__DIRECTIONS__
Rewrite the data from the line containing "If you could indicate the man in" through the end of the data, changing "blue" to "green" and leaving everything else unchanged.

__RECORDS PROVIDED__
━━━━━━━━━━━━━━━━
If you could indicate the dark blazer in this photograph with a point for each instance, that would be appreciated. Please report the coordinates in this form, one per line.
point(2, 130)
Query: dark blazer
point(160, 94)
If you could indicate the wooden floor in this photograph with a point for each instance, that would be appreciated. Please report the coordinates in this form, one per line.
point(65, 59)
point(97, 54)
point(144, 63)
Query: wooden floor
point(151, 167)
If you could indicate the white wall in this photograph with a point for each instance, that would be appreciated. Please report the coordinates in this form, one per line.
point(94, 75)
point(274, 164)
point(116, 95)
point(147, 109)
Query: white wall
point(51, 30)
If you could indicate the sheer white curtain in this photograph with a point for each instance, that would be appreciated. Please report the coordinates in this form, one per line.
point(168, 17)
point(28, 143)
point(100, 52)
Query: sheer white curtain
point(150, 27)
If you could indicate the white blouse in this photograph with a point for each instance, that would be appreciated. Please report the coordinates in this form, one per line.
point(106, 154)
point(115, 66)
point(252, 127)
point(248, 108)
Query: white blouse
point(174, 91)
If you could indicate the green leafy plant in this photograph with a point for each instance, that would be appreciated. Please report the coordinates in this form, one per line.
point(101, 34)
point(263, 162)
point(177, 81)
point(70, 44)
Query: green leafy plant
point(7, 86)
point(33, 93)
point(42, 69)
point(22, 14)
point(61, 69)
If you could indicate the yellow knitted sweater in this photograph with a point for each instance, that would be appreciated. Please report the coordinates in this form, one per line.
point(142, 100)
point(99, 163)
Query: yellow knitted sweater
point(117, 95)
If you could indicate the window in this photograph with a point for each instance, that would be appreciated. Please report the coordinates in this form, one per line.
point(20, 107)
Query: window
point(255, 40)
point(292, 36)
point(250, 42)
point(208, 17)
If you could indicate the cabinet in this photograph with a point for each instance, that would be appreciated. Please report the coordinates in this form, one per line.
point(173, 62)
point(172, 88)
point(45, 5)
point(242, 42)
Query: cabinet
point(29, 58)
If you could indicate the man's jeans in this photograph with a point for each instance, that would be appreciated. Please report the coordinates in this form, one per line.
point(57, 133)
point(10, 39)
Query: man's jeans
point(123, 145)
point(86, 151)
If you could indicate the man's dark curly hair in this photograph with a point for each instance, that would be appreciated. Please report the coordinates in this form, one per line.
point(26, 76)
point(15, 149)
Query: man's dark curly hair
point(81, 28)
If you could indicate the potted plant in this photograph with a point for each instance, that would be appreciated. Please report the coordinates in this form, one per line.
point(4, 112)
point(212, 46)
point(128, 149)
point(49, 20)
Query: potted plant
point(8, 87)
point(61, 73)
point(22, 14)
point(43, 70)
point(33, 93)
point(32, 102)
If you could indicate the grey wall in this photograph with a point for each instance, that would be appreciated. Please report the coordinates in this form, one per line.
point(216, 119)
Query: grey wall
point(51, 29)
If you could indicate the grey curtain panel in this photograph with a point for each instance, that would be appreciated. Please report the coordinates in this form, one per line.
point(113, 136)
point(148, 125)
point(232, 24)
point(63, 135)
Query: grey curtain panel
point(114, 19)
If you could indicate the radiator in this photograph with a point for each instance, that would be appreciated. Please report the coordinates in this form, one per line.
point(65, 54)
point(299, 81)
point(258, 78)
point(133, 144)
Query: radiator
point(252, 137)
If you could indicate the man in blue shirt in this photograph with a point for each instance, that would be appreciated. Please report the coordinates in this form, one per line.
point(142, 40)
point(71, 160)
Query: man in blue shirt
━━━━━━━━━━━━━━━━
__TASK RESPONSE__
If you could indicate the man in green shirt in this photograph with a point for each instance, that would be appreciated. Please report the coordinates in this form, one per line.
point(142, 40)
point(71, 160)
Query: man in green shirt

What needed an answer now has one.